→ **TASKS AND EXERCISES**
• a. Print the full Java UTF-8 parsing page text without any changes.
• b. Update the listing lines from the line with "FLASHCARD FRONT: Where is the sand surface" up to and including the line with "214;231;245;262", swapping "fingertip" for "thumb tip" and keeping everything else the same. Return only those lines.

→ **PAGE TEXT**
How to parse UTF-8 representation to String in Java?

java utf-8 ascii

10,750

Solution 1

This works, but only with ASCII. If you use unicode characters outside of the ASCCI range, then you will have problems (as each character is being stuffed into a byte, instead of a full word that is allowed by UTF-8). You can do the typecast below because you know that the UTF-8 will not overflow one byte if you guaranteed that the input is basically ASCII (as you mention in your comments).

package sample;
import java.io.UnsupportedEncodingException;
public class UnicodeSample {
    public static final int HEXADECIMAL = 16;
    public static void main(String[] args) {
        try {
            String str = "\\u0068\\u0065\\u006c\\u006c\\u006f\\u000a";
            String arr[] = str.replaceAll("\\\\u"," ").trim().split(" ");
            byte[] utf8 = new byte[arr.length];
            int index=0;
            for (String ch : arr) {
                utf8[index++] = (byte)Integer.parseInt(ch,HEXADECIMAL);
            }
            String newStr = new String(utf8, "UTF-8");
            System.out.println(newStr);
        }
        catch (UnsupportedEncodingException e) {
            // handle the UTF-8 conversion exception
        }
    }
}

Here is another solution that fixes the issue of only working with ASCII characters. This will work with any unicode characters in the UTF-8 range instead of ASCII only in the first 8-bits of the range. Thanks to deceze for the questions. You made me think more about the problem and solution.

(Image region labeling entries)
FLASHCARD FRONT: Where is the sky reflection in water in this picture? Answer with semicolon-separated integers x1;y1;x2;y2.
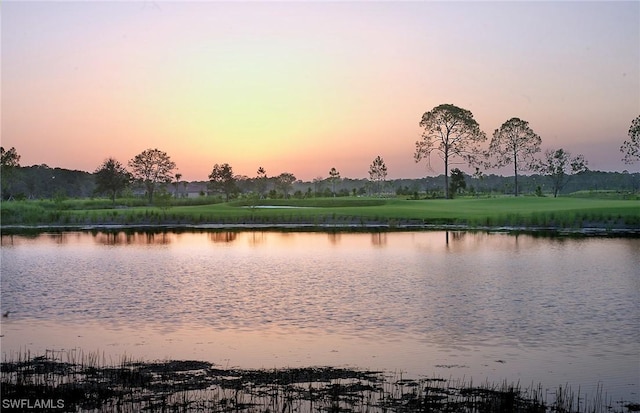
1;232;640;399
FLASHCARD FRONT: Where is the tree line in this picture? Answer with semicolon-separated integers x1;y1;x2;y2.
414;104;640;198
0;104;640;204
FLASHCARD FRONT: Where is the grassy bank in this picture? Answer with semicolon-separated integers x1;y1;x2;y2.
0;351;640;413
0;197;640;229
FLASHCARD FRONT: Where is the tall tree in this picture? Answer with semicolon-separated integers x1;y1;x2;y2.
208;163;238;202
329;168;340;197
0;146;20;199
255;167;269;198
276;172;296;198
414;104;487;198
487;118;542;196
94;158;131;204
129;149;176;203
369;155;387;195
620;116;640;163
449;168;467;197
532;148;588;198
174;173;182;198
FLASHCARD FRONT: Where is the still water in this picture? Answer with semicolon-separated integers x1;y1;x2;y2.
0;232;640;401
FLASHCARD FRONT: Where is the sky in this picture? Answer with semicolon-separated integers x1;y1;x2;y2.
0;0;640;181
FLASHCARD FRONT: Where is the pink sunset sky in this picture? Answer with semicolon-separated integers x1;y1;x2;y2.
0;1;640;180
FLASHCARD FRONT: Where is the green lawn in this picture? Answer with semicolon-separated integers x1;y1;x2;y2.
0;197;640;228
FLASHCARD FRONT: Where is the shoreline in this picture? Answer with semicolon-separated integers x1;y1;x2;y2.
0;351;640;413
0;222;640;238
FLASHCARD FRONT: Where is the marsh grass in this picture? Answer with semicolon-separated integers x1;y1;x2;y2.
0;350;638;413
0;197;640;230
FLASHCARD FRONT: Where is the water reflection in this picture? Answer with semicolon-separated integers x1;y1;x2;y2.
91;231;175;245
209;231;238;243
0;231;640;402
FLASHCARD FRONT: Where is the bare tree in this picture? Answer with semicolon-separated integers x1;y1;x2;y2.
369;155;387;194
486;118;542;196
276;172;296;198
620;116;640;163
414;104;487;198
329;168;340;197
256;167;269;198
95;158;131;204
533;148;588;198
129;149;176;203
0;147;20;199
208;163;238;202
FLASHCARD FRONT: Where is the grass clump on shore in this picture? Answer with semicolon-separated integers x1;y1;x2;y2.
0;351;640;413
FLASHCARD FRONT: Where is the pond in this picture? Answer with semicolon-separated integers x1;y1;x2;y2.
0;231;640;402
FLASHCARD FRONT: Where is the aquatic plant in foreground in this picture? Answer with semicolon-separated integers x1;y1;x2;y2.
0;350;640;413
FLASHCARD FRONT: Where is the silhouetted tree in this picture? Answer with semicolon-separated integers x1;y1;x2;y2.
487;118;542;196
329;168;340;197
0;146;20;199
532;148;588;198
369;155;387;194
620;116;640;163
208;163;238;202
414;104;487;198
94;158;131;204
276;172;296;198
449;168;467;197
255;167;269;198
129;149;176;203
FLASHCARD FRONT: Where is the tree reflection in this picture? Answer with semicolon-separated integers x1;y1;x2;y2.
92;231;176;245
209;231;238;243
371;232;387;247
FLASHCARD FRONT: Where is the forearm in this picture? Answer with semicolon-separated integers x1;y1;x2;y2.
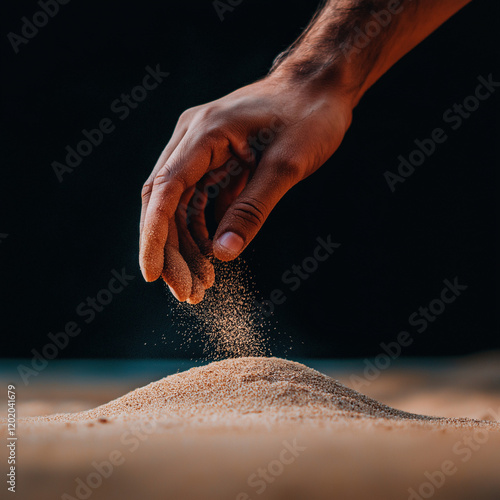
270;0;471;107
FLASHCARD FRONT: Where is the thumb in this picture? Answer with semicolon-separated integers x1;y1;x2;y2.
214;147;303;261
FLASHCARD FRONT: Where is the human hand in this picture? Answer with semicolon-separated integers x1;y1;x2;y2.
140;73;352;303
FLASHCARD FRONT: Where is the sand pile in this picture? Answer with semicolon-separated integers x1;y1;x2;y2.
29;357;498;427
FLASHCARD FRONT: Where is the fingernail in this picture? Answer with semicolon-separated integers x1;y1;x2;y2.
217;232;245;255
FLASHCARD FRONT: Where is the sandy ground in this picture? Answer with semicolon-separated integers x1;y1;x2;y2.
0;355;500;500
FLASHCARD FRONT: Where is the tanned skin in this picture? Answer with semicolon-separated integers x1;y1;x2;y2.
140;0;470;303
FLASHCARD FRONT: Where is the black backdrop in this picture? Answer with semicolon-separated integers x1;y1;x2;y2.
0;0;500;357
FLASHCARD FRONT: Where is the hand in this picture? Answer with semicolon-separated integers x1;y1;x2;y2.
140;73;352;303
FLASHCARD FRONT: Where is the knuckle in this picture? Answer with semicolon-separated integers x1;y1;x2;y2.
141;180;153;198
276;158;302;182
179;108;197;123
233;198;267;227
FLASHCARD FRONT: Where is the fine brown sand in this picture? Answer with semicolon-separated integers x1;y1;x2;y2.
3;357;500;500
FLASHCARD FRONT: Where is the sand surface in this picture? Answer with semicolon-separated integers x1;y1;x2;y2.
2;358;500;500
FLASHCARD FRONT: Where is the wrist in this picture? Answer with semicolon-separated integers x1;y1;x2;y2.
265;54;359;131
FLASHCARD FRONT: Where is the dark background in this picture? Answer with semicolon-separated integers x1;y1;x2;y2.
0;0;500;358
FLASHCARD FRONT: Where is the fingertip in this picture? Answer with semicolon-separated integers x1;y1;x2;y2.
187;274;205;305
139;253;163;283
214;231;245;262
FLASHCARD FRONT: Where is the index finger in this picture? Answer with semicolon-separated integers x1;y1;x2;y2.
139;136;229;281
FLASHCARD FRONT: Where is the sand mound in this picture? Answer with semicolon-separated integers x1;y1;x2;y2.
32;357;446;424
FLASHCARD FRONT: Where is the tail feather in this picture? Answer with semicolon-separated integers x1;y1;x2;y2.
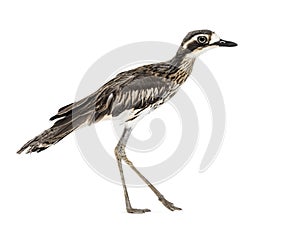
17;112;87;154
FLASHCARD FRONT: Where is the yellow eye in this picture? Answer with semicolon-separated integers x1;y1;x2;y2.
198;36;207;44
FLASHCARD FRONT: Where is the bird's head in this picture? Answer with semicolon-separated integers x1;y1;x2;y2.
181;30;237;56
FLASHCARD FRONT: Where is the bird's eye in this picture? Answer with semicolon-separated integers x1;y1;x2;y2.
198;36;207;44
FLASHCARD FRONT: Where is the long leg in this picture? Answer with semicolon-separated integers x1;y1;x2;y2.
115;128;150;213
116;128;181;211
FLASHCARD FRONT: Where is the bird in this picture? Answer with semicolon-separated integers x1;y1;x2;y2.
17;30;237;213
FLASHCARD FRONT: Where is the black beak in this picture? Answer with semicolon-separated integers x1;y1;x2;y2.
215;39;237;47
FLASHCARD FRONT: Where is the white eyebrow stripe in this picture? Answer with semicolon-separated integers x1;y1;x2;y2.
183;34;209;49
209;33;220;44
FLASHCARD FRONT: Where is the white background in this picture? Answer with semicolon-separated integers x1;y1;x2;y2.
0;0;300;226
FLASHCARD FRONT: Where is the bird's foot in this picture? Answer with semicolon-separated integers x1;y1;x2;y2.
127;207;151;214
159;197;182;211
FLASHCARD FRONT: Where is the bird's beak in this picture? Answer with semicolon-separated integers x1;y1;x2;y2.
215;39;237;47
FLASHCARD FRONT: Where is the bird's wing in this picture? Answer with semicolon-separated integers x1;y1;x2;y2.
50;64;176;124
111;74;174;117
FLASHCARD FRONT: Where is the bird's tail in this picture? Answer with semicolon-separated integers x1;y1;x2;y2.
17;112;86;154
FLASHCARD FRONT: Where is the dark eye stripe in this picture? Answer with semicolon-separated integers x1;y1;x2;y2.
198;36;207;44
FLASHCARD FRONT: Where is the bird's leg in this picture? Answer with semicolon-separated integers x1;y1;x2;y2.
118;128;181;211
115;128;150;213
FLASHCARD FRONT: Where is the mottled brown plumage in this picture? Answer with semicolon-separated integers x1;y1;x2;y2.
17;30;236;213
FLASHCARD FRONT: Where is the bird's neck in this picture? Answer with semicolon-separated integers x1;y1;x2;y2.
169;47;197;84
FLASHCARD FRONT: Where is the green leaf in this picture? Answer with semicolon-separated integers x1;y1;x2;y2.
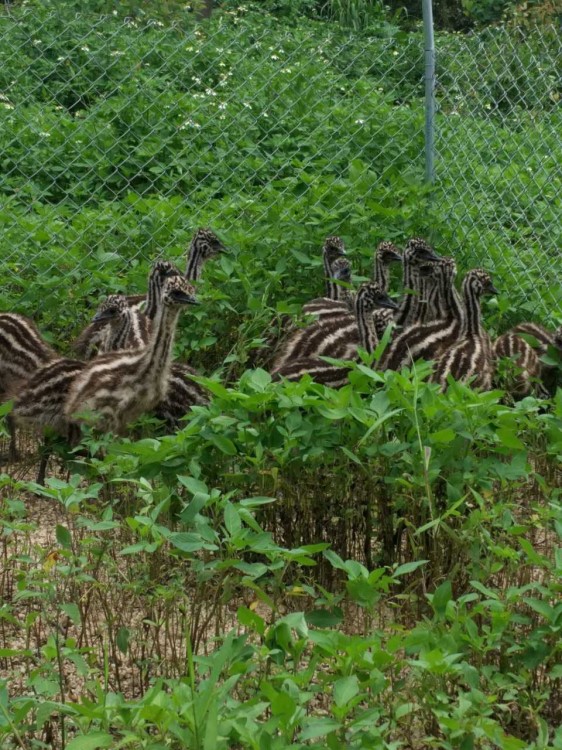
61;602;82;625
392;560;429;578
170;531;205;552
497;427;525;450
248;368;271;392
224;502;242;536
236;607;265;635
431;581;453;615
209;434;237;456
429;427;457;443
66;732;115;750
178;474;209;497
240;497;277;508
333;675;359;707
115;627;131;654
305;609;343;628
56;524;72;549
299;719;341;742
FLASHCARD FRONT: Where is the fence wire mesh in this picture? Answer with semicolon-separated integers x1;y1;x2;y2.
435;28;562;315
0;2;562;332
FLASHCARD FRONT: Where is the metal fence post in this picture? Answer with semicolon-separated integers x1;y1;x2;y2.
422;0;435;184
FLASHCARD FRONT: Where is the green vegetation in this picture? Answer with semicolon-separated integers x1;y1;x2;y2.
0;0;562;750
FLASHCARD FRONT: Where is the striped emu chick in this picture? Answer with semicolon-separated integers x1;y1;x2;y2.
74;294;150;359
12;295;149;450
185;229;226;281
494;323;562;397
381;258;466;370
431;268;498;390
72;260;180;359
395;237;439;328
127;229;226;310
0;313;59;400
0;313;59;461
303;258;355;322
373;240;402;337
302;236;349;315
273;281;398;388
253;236;349;367
65;276;197;434
494;331;546;398
509;323;562;357
154;362;209;430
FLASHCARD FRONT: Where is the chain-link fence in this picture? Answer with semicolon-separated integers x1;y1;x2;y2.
0;2;562;328
435;28;562;315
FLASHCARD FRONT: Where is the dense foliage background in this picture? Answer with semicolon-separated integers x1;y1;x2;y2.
0;0;562;750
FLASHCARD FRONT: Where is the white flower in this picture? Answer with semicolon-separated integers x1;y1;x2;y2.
179;117;201;130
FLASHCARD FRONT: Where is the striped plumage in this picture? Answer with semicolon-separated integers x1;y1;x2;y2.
303;241;402;328
273;282;397;387
302;257;354;321
395;237;439;328
0;313;59;400
185;229;226;281
494;322;562;397
0;313;59;461
12;357;87;436
322;235;346;299
494;331;544;398
381;258;465;370
74;294;150;359
302;236;351;315
12;295;153;444
431;268;497;390
94;294;151;354
72;260;180;359
509;323;560;357
154;362;209;430
65;276;196;434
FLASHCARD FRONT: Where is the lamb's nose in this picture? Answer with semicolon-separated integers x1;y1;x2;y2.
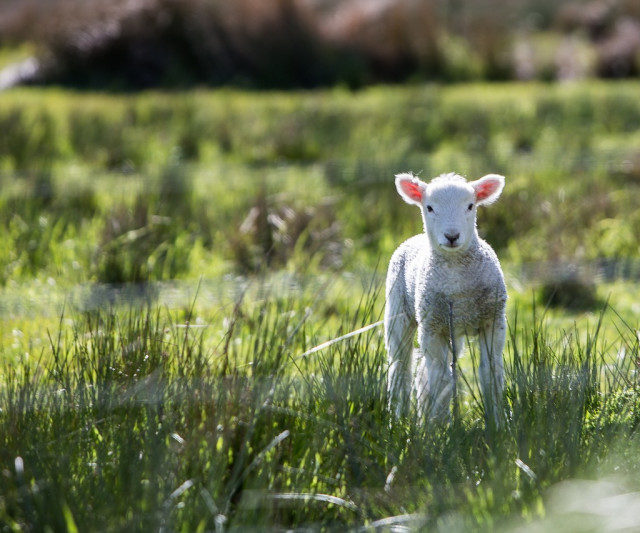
444;233;460;245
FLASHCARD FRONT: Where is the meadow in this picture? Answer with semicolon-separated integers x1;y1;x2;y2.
0;82;640;531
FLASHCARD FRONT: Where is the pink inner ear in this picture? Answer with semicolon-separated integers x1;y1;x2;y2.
474;180;500;201
400;180;422;202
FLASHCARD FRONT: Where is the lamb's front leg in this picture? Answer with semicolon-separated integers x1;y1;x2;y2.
478;316;507;426
385;305;416;417
415;326;453;421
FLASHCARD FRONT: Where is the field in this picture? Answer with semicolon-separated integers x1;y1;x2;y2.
0;82;640;531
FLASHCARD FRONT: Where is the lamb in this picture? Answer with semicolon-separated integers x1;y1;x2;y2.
384;173;507;424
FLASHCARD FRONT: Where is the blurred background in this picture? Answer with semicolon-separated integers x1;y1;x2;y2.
0;0;640;89
0;0;640;310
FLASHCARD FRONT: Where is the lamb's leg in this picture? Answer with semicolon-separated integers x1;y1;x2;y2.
415;327;453;421
384;301;416;417
478;316;507;426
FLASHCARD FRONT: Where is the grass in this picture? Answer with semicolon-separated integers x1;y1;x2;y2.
0;82;640;531
0;288;639;531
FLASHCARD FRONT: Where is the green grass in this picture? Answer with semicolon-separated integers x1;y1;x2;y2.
0;287;640;531
0;82;640;531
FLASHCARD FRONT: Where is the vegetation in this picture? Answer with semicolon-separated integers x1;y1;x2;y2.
0;0;640;90
0;82;640;531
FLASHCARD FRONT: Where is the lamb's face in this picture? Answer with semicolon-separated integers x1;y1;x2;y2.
396;170;504;253
422;181;476;253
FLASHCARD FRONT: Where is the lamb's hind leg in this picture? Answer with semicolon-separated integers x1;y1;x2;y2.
478;316;507;426
384;302;416;417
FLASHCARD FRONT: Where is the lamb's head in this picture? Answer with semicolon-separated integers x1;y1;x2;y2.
396;173;504;253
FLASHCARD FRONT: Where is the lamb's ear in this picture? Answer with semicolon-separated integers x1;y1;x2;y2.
470;174;504;205
396;173;427;206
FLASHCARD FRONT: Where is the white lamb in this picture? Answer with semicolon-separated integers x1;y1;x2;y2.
384;173;507;423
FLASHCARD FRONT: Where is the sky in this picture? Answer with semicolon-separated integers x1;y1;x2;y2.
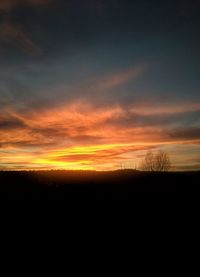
0;0;200;170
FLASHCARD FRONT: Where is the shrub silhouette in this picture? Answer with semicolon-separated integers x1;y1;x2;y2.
140;151;171;172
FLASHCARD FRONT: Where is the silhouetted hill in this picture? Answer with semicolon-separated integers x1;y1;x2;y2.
0;170;200;194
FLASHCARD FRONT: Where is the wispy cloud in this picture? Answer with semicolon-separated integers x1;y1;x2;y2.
0;98;200;169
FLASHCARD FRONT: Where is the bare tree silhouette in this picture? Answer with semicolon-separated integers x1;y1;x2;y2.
140;151;171;172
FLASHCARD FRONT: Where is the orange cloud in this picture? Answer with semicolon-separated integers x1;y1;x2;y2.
0;99;200;170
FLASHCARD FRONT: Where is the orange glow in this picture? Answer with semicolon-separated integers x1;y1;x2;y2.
0;102;200;170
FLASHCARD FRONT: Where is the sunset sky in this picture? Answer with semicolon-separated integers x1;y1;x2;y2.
0;0;200;170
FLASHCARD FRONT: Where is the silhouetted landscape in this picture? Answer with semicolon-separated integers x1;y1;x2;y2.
0;170;200;197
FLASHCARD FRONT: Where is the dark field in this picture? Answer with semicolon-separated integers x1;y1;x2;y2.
0;170;200;194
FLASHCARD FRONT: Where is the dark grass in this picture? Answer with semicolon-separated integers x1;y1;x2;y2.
0;170;200;194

→ **OUTPUTS**
• a.
How to parse UTF-8 representation to String in Java?

java utf-8 ascii

10,750

Solution 1

This works, but only with ASCII. If you use unicode characters outside of the ASCCI range, then you will have problems (as each character is being stuffed into a byte, instead of a full word that is allowed by UTF-8). You can do the typecast below because you know that the UTF-8 will not overflow one byte if you guaranteed that the input is basically ASCII (as you mention in your comments).

package sample;
import java.io.UnsupportedEncodingException;
public class UnicodeSample {
    public static final int HEXADECIMAL = 16;
    public static void main(String[] args) {
        try {
            String str = "\\u0068\\u0065\\u006c\\u006c\\u006f\\u000a";
            String arr[] = str.replaceAll("\\\\u"," ").trim().split(" ");
            byte[] utf8 = new byte[arr.length];
            int index=0;
            for (String ch : arr) {
                utf8[index++] = (byte)Integer.parseInt(ch,HEXADECIMAL);
            }
            String newStr = new String(utf8, "UTF-8");
            System.out.println(newStr);
        }
        catch (UnsupportedEncodingException e) {
            // handle the UTF-8 conversion exception
        }
    }
}

Here is another solution that fixes the issue of only working with ASCII characters. This will work with any unicode characters in the UTF-8 range instead of ASCII only in the first 8-bits of the range. Thanks to deceze for the questions. You made me think more about the problem and solution.

• b.
FLASHCARD FRONT: Where is the sand surface in this picture? Answer with semicolon-separated integers x1;y1;x2;y2.
2;358;500;500
FLASHCARD FRONT: Where is the wrist in this picture? Answer with semicolon-separated integers x1;y1;x2;y2.
265;54;359;131
FLASHCARD FRONT: Where is the dark background in this picture? Answer with semicolon-separated integers x1;y1;x2;y2.
0;0;500;358
FLASHCARD FRONT: Where is the thumb tip in this picture? Answer with semicolon-separated integers x1;y1;x2;y2.
187;274;205;305
139;253;163;283
214;231;245;262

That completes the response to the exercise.